# EXERCISE DESCRIPTION
Copy every line of the listing below word for word, changing nothing.

— Start PROVIDED RECORDS —

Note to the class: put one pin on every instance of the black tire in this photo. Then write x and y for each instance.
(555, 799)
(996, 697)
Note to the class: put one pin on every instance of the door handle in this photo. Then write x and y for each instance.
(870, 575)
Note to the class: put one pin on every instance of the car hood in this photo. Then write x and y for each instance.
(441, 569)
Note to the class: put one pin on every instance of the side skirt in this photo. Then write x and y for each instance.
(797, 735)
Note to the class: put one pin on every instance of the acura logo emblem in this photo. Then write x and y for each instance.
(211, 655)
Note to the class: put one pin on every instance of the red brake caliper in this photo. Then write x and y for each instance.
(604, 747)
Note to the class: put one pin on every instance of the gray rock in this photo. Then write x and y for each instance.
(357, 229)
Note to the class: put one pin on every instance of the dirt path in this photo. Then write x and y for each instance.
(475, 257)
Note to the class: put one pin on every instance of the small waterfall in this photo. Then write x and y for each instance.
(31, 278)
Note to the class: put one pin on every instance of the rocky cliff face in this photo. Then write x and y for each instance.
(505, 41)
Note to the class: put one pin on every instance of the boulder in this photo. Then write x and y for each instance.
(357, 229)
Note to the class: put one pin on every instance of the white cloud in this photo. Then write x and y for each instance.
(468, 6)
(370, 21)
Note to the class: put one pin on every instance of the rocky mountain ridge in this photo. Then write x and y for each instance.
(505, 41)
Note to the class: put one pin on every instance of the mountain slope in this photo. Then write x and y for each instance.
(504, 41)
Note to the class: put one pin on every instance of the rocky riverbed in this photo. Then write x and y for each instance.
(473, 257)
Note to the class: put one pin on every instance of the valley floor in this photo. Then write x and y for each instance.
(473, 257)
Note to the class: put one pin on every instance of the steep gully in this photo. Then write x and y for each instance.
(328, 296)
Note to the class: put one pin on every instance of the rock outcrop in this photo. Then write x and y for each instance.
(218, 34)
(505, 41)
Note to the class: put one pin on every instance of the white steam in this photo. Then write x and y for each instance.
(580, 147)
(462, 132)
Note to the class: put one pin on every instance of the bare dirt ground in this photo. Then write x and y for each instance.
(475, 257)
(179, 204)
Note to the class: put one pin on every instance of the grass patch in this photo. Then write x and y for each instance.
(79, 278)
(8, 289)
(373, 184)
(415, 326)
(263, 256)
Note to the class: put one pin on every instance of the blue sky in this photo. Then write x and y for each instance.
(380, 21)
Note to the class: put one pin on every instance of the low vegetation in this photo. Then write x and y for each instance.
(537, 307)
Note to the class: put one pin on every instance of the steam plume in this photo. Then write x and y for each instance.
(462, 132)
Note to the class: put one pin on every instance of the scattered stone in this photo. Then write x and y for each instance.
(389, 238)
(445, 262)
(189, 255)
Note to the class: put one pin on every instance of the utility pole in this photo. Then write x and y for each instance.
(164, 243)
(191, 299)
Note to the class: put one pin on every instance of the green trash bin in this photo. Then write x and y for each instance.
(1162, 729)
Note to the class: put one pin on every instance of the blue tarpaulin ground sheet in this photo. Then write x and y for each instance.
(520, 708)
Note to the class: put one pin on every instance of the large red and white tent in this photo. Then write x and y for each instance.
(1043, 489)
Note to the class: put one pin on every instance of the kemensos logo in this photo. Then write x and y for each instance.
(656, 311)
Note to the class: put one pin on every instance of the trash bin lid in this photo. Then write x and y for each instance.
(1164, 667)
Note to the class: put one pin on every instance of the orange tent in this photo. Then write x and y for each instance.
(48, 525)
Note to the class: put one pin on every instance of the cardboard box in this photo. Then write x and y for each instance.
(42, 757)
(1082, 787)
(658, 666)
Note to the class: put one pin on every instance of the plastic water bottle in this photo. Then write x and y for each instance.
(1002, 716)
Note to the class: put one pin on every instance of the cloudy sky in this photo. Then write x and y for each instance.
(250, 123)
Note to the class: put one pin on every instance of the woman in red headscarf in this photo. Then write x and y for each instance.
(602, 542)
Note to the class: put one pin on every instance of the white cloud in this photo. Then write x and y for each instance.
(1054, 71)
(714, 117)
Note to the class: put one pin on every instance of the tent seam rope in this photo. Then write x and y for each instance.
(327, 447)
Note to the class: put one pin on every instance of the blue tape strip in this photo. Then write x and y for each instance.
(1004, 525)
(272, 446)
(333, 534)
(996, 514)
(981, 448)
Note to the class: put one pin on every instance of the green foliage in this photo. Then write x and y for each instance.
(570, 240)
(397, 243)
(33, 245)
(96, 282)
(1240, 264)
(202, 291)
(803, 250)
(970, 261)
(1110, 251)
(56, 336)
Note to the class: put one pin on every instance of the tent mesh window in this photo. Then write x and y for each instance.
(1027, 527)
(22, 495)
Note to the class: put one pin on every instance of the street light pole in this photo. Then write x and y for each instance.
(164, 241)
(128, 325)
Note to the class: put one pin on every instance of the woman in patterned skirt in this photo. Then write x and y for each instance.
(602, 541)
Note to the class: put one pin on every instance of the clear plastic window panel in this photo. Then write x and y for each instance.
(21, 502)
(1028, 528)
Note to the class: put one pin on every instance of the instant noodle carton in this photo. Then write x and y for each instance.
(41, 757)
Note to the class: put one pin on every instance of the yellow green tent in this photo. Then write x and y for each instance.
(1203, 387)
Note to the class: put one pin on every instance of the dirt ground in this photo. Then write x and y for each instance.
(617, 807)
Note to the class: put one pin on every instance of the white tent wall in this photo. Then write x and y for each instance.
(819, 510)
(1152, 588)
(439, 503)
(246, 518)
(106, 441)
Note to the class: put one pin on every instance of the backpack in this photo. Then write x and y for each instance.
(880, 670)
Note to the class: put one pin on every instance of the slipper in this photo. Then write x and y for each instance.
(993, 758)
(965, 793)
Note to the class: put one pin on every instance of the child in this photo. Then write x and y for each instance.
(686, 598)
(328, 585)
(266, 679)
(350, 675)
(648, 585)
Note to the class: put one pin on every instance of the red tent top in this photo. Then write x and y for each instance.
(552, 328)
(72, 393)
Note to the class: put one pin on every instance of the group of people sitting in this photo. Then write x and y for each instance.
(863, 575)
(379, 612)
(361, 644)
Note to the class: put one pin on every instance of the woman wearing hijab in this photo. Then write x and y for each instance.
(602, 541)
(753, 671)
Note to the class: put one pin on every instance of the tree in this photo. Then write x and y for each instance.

— End PROVIDED RECORDS —

# TASK OUTPUT
Note to the class: put one pin on every instance of the black tire in this photo. Then write x and y for each instance.
(555, 799)
(996, 697)
Note to the class: put one pin on every instance of the door handle in this photo. Then write x and y for each instance.
(870, 575)
Note to the class: put one pin on every instance of the car hood in this photo. Then write x and y for each instance.
(441, 569)
Note to the class: put one pin on every instance of the side skirt in this photo. Then write x and y for each instance.
(797, 735)
Note to the class: put one pin on every instance of the acura logo emblem in this photo. Then write x and y for each instance.
(211, 655)
Note to the class: put one pin on every instance of the red brake caliper in this photo. Then write x and y for each instance.
(604, 747)
Note to the class: put one pin on every instance of the gray rock in this photo. Then write x and y for each instance.
(357, 229)
Note to the class: put one pin on every instance of the dirt path in this photo. Then write x and y for each instance.
(475, 257)
Note to the class: put one pin on every instance of the small waterfall in this photo. Then write x and y for each instance.
(31, 278)
Note to the class: put one pin on every instance of the rocky cliff face in this photo. Then write x and y for each instance.
(505, 41)
Note to the class: put one pin on every instance of the boulder in this photo. Then write x and y for each instance.
(357, 229)
Note to the class: put one pin on every instance of the white cloud in this photo. Then write x and y for each instance.
(468, 6)
(370, 21)
Note to the class: put one pin on every instance of the rocky mountain ridge in this photo. Then write x and y for each instance.
(505, 41)
Note to the class: put one pin on every instance of the mountain slope in this photo. Then write x and y for each instance.
(504, 41)
Note to the class: put one pin on every instance of the rocky riverbed in this photo. Then write x and y for each instance.
(473, 257)
Note to the class: put one pin on every instance of the valley floor in this photo. Then write x and y for each instance.
(473, 257)
Note to the class: put one pin on every instance of the steep gully in this photo. Then write x and y for each instance.
(328, 296)
Note to the class: put one pin on every instance of the rock outcrop in this photo. Then write x and y for each instance.
(218, 34)
(505, 41)
Note to the class: put one pin on every instance of the white steam in this photo. Then write x and y for each instance.
(580, 147)
(462, 132)
Note to the class: put one pin on every instance of the bare dirt ground in this photo. Then write x and y for each instance.
(475, 257)
(179, 204)
Note to the class: put one pin on every instance of the grass patch in this photo. Then write x and y for each instance.
(79, 278)
(8, 289)
(373, 184)
(415, 326)
(263, 256)
Note to the class: put one pin on every instance of the blue sky in this photo. Then write x and y for each instance.
(380, 21)
Note to the class: put one pin on every instance of the low vegetation in this photo. Then write x and y for each instance.
(537, 307)
Note to the class: put one pin on every instance of the steam plume in this photo. Then write x and y for each instance.
(462, 132)
Note to the class: put one pin on every instance of the scattered stone in this photo. Then write x and y for each instance.
(389, 238)
(445, 262)
(189, 255)
Note to the class: put one pin on every instance of the utility pole in this photo. Then write x and y for each instance.
(164, 243)
(191, 299)
Note to the class: put one pin on every instance of the green trash bin in this photo. Then write x and y for each instance.
(1162, 729)
Note to the class: put one pin on every instance of the blue tarpaulin ground sheet in this photo. Then write x and y for each instance.
(520, 708)
Note to the class: put one pin on every instance of the large red and white tent in this photo. Then write x and y for each instance.
(1043, 489)
Note to the class: put one pin on every instance of the kemensos logo in this photo. Then write x and y for each instance.
(656, 311)
Note to the class: put one pin on every instance of the trash bin lid in this photo. Then write x and y for each instance.
(1164, 667)
Note to the class: put one pin on every instance of the orange tent in this photo. Then write x and y for each instance.
(48, 525)
Note to the class: put one pin on every instance of the cardboard box in this photo. Then write x and y for each instance.
(42, 757)
(1082, 787)
(658, 666)
Note to the class: put one pin on every instance of the plastic water bottle in this photo. Then write x and y for each instance.
(1002, 716)
Note to the class: put one pin on every instance of the cloudy sky in this photo. Then write x and y for each instance.
(250, 123)
Note to the class: put one pin on every instance of the woman in red headscarf in this photo. Then write x and y for each instance.
(602, 542)
Note to the class: put one pin on every instance of the white cloud in this photo. Then write x and y for each instance.
(1054, 71)
(714, 117)
Note to the class: put one pin on every instance of the tent seam rope in this photo. Then write x and y for each instance.
(327, 447)
Note to the class: put one pin on every instance of the blue tape strip in this photo. Then write x and y for each instance.
(1004, 525)
(272, 446)
(333, 534)
(996, 514)
(981, 448)
Note to the class: put one pin on every instance of the green foliage in this photo. Then write x and y for each instance.
(570, 240)
(397, 243)
(33, 245)
(96, 282)
(1240, 264)
(202, 291)
(803, 250)
(970, 261)
(1110, 251)
(56, 336)
Note to the class: put one pin on every instance of the tent mesh window in this photo. Then write x and y for each instance.
(1027, 527)
(22, 495)
Note to the class: put one pin on every instance of the street light pole in this photo. Then write x and y for each instance.
(164, 241)
(128, 325)
Note to the class: put one pin on every instance of the woman in patterned skirt in this photo. Then write x and y for each instance.
(602, 541)
Note to the class: put one pin on every instance of the clear plastic window panel in this photo. Then write x and y for each instance.
(21, 502)
(1028, 528)
Note to the class: put one pin on every instance of the instant noodle carton in this photo. Then write x and y for each instance.
(41, 757)
Note to the class: put one pin on every instance of the yellow green tent in this photo. Then write x and y for each instance.
(1203, 387)
Note to the class: put one pin on every instance of the dirt ground in this photo. Then write x and y for each instance.
(617, 807)
Note to the class: put one pin on every instance of the white tent wall in this photo. Then write x and y for each instance.
(819, 510)
(1152, 588)
(439, 503)
(246, 518)
(106, 441)
Note to the class: put one pin on every instance of the backpack in this photo. Then write x and y for each instance.
(880, 670)
Note to the class: put one pin on every instance of the slipper in this photo. Then write x and y for each instance.
(993, 758)
(965, 793)
Note to the class: put one pin on every instance of the child in this photo. Then write x and y for each instance.
(686, 598)
(328, 585)
(266, 679)
(350, 675)
(648, 585)
Note to the class: put one pin on every instance of the red tent top in this photo. Then write x and y for each instance.
(552, 328)
(72, 393)
Note to the class: put one pin on every instance of the group of people sitting in this photo. Then write x and y for each instance.
(863, 575)
(379, 612)
(361, 644)
Note to the class: put one pin on every instance of the woman wearing hijab in this photo. Then write x and y for each instance.
(602, 541)
(753, 671)
Note to the class: put one pin on every instance of the tree in this photo. Then write x and y for each instance.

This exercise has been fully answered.